== Extrait du texte ==
A l’heure où la multiplication des approches « omiques » pour appréhender la complexité du vivant a donné naissance au génome et ses cousins le nutrigénome, l’épigénome, le méthylome et le transcriptome, au phénome, au microbiome, au métabolome, au lipidome et son voisin le protéome dirigé par l’interactome, au connectome et j’en oublie (1), le magazine The Scientist nous propose un inédit, le « métropolome » (2).
L’histoire débute lorsqu’une petite fille de 6 mois fait pâlir d’angoisse son père, le Dr Christopher Mason, généticien au Weill Cornell Medical College de New York, en partageant tous ses jouets à la garderie avec les autres enfants et en les portant à la bouche. Lorsqu’il apprend l’existence d’un projet de microbiome de la garderie mené par des chercheurs de l'Université Drexel et Brooklyn College, une grande idée germe chez le chercheur: pourquoi ne pas explorer le microbiome de la ville de New York ?

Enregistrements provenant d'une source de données
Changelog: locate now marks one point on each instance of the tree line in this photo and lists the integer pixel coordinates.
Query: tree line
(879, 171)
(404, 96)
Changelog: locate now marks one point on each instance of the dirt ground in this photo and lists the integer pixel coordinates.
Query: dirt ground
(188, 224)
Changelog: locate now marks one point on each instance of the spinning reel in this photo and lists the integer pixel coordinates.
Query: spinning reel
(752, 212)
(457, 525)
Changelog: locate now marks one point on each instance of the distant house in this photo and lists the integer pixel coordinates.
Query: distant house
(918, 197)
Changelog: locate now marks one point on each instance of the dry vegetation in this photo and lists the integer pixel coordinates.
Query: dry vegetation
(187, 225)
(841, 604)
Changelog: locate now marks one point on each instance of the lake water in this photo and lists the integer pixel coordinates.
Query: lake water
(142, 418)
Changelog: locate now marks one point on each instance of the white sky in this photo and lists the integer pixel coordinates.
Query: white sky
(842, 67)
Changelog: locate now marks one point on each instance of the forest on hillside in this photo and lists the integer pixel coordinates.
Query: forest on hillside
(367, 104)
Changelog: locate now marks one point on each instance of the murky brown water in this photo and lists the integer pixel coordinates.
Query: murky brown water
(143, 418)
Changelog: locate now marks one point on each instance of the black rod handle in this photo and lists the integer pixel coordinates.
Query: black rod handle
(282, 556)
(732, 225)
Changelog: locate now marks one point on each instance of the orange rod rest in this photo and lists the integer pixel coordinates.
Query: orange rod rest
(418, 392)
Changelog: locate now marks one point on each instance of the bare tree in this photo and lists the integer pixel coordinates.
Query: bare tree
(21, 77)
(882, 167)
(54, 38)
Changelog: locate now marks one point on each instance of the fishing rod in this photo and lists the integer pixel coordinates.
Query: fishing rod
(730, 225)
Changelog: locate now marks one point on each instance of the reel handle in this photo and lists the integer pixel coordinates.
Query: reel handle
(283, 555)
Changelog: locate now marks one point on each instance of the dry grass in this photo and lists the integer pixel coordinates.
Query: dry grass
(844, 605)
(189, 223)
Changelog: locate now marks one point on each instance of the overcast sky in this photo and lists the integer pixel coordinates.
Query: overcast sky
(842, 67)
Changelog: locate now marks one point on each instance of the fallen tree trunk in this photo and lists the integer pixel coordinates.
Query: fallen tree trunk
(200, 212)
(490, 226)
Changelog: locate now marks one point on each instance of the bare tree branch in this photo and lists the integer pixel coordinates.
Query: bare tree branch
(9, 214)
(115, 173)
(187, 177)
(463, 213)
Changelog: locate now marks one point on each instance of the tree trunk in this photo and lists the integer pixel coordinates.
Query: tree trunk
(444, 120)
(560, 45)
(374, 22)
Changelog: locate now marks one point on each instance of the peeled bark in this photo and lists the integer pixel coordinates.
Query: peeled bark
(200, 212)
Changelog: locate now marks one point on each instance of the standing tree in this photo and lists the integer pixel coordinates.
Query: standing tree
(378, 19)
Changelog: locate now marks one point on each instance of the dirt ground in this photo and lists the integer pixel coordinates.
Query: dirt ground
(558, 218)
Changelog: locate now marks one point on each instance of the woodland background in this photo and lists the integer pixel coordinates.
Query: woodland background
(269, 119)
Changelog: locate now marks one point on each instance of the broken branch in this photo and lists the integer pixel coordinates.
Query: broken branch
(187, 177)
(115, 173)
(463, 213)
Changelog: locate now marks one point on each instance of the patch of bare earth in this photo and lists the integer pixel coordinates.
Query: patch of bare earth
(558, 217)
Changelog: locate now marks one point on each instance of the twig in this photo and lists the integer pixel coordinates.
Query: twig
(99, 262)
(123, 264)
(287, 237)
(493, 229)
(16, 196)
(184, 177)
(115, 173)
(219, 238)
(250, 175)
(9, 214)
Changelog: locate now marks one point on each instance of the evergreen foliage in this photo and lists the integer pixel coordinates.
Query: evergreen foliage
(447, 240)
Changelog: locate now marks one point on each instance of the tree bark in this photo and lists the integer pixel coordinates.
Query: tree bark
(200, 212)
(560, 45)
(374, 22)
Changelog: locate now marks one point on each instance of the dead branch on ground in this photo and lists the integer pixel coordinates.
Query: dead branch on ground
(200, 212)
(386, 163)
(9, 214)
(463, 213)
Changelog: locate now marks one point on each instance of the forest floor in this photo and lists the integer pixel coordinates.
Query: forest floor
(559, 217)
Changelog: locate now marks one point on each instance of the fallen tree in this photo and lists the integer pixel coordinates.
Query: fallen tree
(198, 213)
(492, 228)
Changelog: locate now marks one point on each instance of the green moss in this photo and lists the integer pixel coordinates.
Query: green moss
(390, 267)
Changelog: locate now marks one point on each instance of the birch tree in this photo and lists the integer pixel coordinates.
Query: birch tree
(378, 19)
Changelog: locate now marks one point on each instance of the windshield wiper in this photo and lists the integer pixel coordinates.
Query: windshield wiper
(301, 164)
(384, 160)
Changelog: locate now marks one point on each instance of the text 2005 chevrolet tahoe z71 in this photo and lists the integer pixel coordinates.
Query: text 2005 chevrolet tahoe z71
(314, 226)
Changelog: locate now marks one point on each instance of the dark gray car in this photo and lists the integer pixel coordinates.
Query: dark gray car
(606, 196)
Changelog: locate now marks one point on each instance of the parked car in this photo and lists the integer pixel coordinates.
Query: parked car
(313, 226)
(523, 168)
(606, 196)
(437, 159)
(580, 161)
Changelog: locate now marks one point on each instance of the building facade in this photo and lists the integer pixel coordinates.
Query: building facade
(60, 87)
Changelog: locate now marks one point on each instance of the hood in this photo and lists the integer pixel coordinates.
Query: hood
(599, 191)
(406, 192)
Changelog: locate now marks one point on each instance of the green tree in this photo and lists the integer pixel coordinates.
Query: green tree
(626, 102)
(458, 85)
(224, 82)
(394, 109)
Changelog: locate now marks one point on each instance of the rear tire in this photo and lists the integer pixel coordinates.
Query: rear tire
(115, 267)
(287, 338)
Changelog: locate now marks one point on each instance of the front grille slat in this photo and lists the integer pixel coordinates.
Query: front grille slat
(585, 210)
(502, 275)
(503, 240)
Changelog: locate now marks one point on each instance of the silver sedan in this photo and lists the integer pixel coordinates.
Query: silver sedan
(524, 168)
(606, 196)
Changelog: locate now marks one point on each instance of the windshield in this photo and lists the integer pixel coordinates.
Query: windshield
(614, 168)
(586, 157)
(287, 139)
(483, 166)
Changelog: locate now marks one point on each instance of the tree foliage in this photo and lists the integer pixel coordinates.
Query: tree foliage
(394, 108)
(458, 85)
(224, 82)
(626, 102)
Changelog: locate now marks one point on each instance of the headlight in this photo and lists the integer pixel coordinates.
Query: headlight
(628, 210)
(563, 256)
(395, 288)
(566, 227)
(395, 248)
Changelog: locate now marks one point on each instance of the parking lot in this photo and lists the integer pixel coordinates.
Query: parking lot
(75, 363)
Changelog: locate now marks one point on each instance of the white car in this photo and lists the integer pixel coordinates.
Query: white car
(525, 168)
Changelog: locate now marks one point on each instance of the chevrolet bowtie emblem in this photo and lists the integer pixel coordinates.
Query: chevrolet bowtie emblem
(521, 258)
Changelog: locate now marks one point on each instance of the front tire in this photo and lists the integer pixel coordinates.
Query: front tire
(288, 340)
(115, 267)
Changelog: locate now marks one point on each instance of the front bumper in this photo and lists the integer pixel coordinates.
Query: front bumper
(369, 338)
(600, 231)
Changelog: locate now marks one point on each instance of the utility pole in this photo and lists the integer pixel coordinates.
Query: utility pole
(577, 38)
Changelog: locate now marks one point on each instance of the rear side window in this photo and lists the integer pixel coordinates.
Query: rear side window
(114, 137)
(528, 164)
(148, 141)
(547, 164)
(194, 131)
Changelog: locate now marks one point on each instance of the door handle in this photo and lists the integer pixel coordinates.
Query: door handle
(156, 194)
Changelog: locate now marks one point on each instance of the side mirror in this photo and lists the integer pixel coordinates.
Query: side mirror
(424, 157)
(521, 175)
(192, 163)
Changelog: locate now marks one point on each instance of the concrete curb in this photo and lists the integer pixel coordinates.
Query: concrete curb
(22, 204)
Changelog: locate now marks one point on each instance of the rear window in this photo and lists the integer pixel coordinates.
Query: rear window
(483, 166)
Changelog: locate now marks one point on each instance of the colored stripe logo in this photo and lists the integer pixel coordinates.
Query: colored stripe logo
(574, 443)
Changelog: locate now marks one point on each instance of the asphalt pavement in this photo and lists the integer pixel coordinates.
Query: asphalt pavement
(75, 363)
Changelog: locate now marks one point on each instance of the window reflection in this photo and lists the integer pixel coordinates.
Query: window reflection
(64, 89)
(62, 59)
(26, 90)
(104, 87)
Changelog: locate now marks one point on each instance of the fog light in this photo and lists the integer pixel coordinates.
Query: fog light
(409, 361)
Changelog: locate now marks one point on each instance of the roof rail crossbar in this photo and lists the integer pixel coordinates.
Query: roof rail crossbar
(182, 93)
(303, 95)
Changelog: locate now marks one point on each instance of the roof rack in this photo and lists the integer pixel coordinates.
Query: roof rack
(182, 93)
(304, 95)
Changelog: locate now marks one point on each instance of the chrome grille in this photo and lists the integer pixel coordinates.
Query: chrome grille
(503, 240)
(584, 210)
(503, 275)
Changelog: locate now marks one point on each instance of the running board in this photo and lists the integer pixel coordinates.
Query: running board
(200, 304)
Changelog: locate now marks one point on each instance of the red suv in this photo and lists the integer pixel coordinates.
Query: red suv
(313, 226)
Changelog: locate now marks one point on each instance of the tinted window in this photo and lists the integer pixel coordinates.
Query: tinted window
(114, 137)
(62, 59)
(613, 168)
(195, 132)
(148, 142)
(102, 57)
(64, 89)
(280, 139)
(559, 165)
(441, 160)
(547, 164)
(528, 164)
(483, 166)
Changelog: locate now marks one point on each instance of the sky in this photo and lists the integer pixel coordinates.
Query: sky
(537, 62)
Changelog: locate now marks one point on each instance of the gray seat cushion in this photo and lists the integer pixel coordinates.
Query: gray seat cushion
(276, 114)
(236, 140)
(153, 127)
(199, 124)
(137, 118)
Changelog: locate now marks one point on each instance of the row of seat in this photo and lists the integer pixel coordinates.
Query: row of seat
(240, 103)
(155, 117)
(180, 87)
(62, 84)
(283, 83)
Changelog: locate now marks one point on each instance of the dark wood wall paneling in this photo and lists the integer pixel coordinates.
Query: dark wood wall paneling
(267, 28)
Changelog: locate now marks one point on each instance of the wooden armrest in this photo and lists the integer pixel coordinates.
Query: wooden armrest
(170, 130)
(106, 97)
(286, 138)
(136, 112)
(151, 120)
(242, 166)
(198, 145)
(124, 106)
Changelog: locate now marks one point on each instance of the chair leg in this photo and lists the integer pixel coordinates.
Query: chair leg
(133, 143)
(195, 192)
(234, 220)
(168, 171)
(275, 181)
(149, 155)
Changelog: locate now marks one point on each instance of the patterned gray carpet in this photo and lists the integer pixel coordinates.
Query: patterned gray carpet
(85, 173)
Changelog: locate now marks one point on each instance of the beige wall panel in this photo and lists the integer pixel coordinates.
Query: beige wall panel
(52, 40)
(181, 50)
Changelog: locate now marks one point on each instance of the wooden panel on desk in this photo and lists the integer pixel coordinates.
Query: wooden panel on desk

== Énoncé de la tâche ==
D'après le texte sur le métropolome, répondez brièvement :
(a) Quel magazine propose le terme « métropolome » ?
(b) Dans quel établissement le Dr Christopher Mason est-il généticien ?
(c) Quelles institutions mènent le projet de microbiome de la garderie ?
Le matériau n'a aucun lien avec le texte sur le métropolome.

== Réponse à l'exercice ==
(a) Le magazine The Scientist.
(b) Au Weill Cornell Medical College de New York.
(c) L'Université Drexel et Brooklyn College.